* _Your instructions_
Only the number is wanted: how many lines in the material below contain "crane".

* _Extracted data_
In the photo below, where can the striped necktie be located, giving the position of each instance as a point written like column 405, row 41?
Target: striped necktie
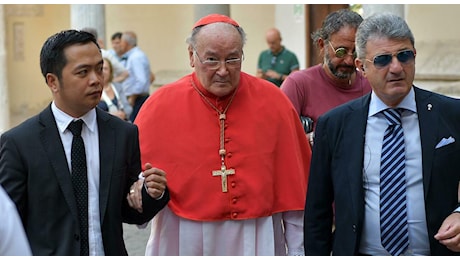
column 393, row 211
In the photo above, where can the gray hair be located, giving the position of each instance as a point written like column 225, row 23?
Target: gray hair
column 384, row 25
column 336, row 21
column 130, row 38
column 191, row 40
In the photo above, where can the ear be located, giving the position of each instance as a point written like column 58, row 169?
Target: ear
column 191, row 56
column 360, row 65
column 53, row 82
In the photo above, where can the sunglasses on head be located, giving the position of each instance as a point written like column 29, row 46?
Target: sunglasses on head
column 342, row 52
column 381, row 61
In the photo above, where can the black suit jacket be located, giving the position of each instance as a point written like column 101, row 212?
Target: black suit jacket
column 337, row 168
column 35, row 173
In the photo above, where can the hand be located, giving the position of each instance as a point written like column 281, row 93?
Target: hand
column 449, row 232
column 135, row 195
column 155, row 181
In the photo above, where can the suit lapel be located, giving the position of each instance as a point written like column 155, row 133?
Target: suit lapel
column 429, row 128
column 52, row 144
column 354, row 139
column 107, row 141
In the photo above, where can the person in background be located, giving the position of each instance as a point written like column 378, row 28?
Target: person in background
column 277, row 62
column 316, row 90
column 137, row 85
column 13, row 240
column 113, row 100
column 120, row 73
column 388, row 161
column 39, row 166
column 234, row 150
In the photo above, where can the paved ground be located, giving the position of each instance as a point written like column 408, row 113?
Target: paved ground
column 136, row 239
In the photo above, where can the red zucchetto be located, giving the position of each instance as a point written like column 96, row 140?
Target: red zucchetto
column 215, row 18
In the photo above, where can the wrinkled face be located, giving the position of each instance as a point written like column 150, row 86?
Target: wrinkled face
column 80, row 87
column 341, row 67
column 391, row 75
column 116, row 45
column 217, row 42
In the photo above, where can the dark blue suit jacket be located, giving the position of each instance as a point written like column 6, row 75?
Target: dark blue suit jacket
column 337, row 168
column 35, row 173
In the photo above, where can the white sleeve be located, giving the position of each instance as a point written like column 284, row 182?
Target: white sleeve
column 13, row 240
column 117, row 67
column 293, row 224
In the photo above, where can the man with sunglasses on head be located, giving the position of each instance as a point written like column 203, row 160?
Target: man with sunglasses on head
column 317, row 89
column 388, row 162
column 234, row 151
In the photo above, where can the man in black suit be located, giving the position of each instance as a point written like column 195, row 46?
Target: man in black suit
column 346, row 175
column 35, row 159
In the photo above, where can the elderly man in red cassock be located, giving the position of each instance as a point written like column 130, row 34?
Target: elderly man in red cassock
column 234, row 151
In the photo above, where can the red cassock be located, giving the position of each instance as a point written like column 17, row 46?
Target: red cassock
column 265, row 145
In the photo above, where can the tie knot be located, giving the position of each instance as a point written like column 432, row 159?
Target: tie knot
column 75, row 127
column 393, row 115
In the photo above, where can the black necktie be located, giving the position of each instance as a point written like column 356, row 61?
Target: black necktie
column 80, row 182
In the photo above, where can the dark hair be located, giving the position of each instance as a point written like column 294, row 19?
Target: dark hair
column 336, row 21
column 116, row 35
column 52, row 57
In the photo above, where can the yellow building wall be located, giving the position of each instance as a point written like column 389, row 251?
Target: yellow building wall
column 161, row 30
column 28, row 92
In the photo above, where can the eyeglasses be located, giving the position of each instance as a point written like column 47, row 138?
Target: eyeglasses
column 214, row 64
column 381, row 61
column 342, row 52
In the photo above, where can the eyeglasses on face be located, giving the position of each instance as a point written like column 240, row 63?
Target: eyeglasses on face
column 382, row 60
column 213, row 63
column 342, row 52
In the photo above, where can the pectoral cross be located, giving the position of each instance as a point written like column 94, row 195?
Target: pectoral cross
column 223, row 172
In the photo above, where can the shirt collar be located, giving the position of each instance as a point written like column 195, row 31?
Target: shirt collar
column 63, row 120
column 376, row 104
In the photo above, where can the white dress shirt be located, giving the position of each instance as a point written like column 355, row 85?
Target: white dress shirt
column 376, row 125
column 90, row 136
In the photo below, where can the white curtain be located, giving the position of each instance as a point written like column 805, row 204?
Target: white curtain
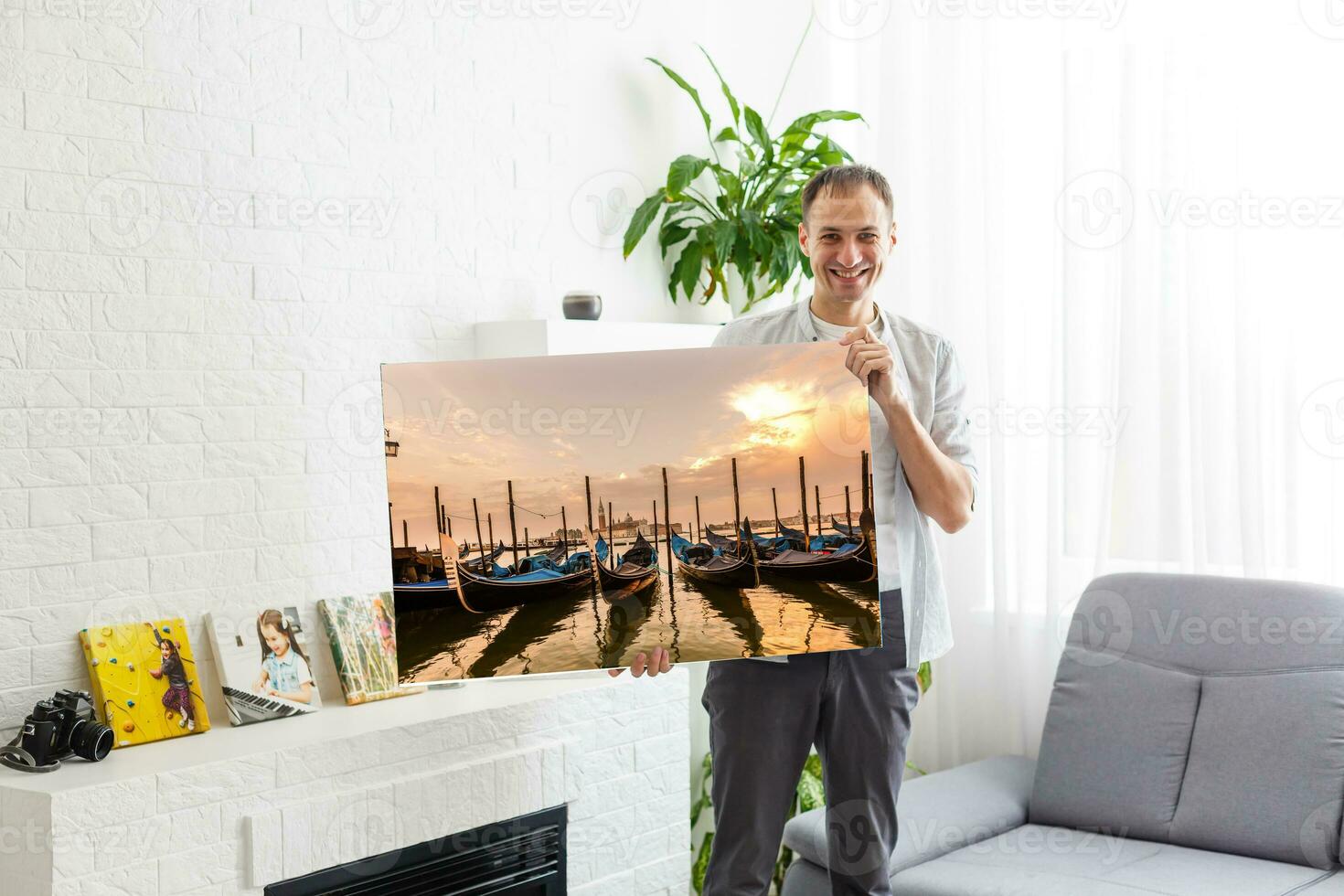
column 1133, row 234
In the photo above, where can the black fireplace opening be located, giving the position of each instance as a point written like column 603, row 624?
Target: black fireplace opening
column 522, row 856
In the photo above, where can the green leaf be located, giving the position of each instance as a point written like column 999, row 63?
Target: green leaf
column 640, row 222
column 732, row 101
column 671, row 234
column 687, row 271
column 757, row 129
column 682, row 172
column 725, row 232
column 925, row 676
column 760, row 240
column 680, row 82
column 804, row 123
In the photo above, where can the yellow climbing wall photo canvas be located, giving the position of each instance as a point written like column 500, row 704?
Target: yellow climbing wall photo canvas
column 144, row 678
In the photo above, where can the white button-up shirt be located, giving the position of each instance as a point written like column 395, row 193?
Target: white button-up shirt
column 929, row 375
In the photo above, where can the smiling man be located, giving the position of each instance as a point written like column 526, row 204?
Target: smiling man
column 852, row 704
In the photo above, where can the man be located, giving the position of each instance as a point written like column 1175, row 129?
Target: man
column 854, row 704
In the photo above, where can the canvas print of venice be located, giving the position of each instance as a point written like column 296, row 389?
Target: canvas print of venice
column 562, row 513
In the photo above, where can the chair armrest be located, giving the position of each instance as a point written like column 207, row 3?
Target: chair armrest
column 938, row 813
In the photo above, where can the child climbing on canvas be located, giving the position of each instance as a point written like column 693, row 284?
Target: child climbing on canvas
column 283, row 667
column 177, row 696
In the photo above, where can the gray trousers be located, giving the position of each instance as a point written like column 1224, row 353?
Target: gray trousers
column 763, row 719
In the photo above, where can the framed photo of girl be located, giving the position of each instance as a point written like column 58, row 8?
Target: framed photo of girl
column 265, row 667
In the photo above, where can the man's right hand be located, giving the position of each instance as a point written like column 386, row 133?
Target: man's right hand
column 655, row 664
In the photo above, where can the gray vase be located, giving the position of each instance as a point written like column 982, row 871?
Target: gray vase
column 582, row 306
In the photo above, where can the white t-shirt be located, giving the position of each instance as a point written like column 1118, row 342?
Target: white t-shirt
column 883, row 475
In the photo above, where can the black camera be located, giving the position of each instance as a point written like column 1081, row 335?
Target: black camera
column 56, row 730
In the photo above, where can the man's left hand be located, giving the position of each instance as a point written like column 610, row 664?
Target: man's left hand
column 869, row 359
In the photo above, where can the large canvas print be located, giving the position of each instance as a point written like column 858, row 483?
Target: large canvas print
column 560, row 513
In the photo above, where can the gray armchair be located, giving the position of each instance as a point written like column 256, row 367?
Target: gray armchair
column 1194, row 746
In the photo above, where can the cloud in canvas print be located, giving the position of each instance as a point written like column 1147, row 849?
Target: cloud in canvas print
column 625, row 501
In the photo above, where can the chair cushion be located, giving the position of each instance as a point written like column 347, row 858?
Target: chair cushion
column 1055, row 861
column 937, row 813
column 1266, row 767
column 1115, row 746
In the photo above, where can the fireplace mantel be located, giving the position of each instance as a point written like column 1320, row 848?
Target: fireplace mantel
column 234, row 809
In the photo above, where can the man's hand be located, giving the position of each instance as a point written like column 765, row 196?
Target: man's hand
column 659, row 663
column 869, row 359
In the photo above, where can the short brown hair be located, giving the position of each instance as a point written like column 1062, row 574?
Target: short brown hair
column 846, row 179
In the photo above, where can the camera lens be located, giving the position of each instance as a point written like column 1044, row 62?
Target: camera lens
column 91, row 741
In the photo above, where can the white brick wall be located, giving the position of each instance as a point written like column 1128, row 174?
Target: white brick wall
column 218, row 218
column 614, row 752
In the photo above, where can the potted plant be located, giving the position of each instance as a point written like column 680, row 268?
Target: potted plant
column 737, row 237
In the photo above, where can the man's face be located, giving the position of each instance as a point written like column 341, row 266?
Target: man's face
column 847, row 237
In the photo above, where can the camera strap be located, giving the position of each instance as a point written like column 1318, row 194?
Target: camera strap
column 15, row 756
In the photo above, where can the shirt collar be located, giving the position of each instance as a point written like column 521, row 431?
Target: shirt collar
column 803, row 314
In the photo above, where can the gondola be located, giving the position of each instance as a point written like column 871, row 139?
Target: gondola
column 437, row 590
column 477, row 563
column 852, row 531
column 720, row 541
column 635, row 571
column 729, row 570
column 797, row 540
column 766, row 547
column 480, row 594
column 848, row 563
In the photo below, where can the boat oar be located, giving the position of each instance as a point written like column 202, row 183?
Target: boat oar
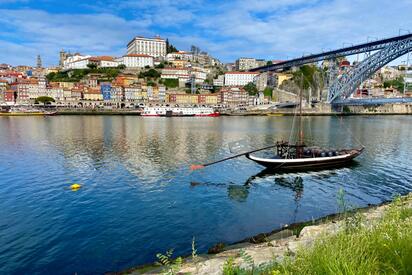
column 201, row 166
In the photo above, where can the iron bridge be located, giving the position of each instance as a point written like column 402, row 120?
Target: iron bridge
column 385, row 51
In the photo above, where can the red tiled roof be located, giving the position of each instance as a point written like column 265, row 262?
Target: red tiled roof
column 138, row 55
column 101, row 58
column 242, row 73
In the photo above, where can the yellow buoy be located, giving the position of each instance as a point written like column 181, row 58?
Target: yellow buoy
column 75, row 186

==

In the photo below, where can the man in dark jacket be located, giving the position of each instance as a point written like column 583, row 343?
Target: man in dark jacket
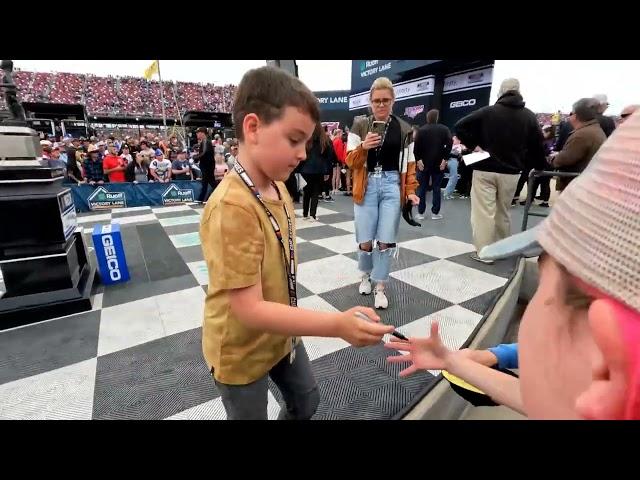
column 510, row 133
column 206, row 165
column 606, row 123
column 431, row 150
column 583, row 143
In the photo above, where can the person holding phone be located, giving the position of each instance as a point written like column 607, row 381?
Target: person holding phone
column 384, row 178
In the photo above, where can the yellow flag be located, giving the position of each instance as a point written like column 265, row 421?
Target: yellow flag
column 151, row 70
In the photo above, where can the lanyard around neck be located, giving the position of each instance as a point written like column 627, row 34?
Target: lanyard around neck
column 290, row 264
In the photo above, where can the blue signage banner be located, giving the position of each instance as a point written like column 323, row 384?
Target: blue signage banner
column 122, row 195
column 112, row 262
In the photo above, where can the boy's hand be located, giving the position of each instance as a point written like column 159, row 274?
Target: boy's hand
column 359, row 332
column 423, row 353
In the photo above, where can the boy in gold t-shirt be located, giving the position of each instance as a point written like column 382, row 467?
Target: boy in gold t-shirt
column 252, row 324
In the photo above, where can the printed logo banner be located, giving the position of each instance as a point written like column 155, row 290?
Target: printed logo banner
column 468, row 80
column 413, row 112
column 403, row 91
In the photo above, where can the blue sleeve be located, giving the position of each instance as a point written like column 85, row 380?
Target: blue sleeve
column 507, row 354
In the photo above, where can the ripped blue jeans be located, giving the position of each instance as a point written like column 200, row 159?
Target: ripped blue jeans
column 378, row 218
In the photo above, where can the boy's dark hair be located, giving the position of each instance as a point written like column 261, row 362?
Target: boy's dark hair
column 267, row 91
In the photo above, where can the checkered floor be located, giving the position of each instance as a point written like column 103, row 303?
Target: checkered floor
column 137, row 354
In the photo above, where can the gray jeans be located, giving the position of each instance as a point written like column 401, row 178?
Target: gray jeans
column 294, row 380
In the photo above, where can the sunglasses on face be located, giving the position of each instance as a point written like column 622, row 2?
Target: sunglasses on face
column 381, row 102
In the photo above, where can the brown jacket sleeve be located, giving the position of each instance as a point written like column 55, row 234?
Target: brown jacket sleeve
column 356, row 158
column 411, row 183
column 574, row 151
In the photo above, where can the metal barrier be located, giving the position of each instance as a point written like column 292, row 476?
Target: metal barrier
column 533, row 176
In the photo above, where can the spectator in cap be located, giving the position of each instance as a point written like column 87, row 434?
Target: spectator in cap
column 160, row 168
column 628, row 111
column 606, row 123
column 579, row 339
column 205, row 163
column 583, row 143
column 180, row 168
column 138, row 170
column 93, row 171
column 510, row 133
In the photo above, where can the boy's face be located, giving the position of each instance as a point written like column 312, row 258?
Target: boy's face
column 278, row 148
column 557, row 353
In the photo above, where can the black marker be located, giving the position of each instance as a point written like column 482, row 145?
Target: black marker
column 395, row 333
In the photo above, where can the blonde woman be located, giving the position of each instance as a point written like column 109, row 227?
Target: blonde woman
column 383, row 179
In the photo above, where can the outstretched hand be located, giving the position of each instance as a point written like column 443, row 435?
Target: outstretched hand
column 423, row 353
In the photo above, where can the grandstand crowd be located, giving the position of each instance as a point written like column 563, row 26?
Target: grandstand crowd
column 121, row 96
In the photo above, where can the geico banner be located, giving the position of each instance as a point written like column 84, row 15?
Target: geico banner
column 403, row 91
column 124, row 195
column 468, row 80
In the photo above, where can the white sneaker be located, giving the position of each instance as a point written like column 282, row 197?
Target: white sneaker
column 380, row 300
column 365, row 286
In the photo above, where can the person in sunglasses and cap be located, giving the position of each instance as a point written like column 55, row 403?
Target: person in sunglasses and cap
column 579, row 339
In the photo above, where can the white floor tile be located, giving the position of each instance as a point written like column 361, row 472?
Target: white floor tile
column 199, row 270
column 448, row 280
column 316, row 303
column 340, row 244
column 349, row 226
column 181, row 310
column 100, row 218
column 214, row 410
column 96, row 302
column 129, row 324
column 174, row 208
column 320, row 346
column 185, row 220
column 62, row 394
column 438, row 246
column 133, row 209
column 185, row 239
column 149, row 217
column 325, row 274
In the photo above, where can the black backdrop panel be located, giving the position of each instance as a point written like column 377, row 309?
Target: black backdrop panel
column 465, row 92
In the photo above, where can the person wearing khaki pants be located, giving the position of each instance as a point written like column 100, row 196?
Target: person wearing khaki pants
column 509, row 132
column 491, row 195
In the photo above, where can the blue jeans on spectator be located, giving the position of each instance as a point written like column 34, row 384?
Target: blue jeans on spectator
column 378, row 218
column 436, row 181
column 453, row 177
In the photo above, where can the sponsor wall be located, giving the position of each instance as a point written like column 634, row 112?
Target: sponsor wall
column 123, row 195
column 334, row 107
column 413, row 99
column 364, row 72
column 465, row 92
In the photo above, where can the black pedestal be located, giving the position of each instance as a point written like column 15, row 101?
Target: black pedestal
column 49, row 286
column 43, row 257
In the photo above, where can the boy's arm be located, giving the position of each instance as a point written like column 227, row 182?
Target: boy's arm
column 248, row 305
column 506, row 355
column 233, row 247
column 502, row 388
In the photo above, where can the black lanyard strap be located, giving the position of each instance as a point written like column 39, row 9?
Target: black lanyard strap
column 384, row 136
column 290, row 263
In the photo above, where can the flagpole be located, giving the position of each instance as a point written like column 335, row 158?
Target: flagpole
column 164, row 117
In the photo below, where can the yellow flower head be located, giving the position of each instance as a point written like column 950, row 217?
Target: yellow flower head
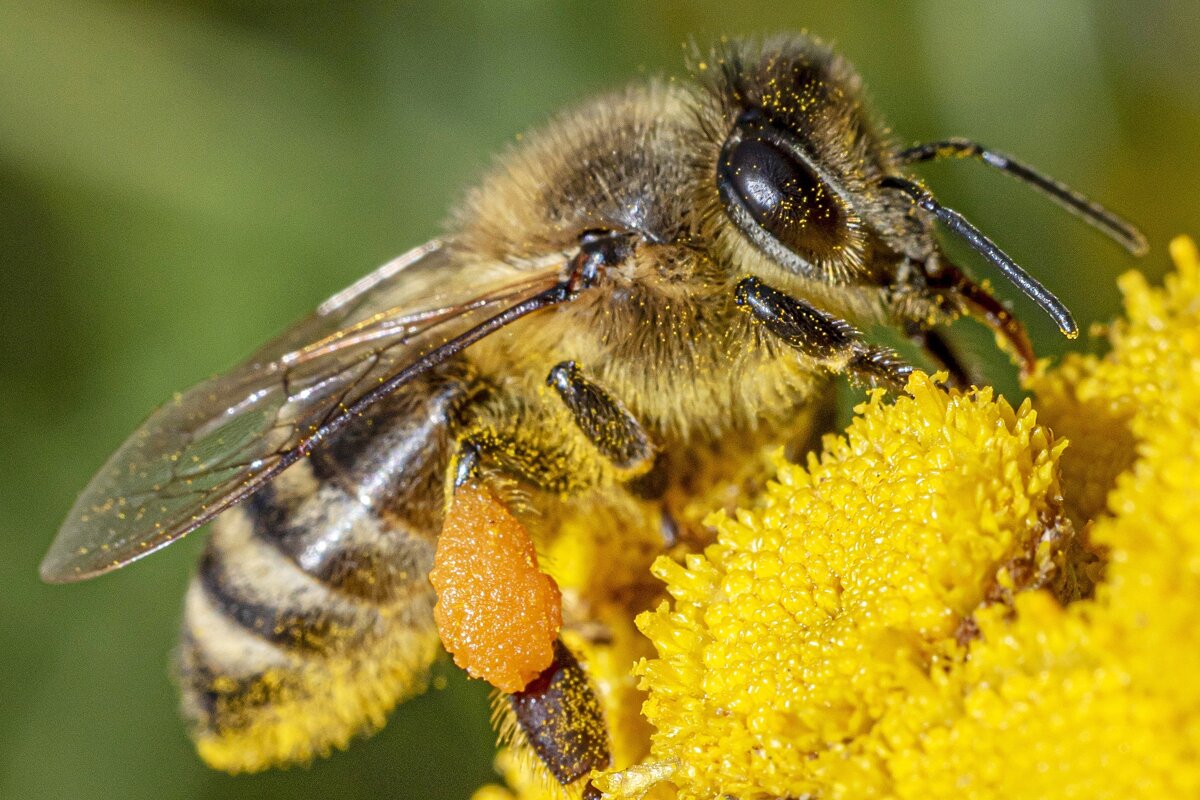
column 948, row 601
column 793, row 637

* * *

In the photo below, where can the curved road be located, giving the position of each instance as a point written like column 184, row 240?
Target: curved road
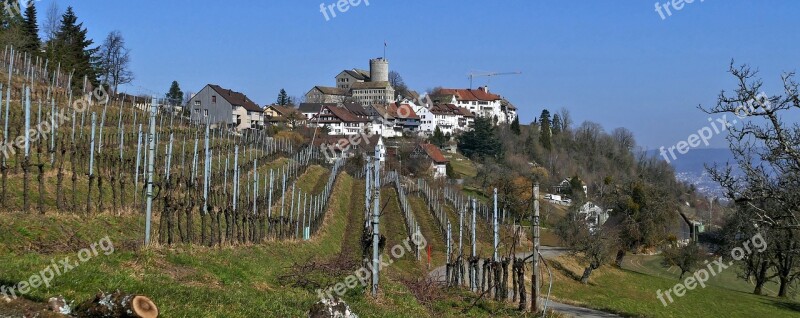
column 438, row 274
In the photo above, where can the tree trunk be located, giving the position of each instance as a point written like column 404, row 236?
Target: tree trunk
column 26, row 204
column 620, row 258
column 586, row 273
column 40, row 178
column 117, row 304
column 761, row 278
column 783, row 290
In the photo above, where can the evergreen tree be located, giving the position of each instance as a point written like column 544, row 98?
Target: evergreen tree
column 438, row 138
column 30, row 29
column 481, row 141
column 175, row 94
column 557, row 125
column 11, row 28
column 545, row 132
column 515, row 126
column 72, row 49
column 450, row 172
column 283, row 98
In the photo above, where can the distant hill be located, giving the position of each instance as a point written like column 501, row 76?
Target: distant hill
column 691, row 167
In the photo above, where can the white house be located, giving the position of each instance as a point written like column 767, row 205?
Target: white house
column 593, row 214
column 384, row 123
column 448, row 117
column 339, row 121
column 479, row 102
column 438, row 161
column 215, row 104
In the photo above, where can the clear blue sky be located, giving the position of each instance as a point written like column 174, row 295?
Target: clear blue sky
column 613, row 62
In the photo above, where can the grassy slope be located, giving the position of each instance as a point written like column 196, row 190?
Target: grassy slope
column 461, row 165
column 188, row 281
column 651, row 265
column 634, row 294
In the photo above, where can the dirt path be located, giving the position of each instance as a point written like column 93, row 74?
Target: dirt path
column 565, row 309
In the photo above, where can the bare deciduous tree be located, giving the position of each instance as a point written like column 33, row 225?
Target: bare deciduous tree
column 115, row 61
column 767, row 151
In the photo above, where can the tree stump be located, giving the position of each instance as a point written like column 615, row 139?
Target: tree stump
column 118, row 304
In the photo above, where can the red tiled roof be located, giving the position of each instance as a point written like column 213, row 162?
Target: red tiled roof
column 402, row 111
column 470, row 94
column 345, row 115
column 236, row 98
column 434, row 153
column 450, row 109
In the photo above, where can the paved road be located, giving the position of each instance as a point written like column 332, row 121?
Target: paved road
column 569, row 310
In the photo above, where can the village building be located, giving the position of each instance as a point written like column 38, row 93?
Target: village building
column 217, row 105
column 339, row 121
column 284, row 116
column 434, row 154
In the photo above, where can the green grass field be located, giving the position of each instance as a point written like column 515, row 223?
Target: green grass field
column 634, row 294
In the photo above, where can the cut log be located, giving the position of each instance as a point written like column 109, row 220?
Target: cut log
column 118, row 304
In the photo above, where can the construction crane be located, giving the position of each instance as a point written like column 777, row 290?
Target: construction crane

* _Task answer_
2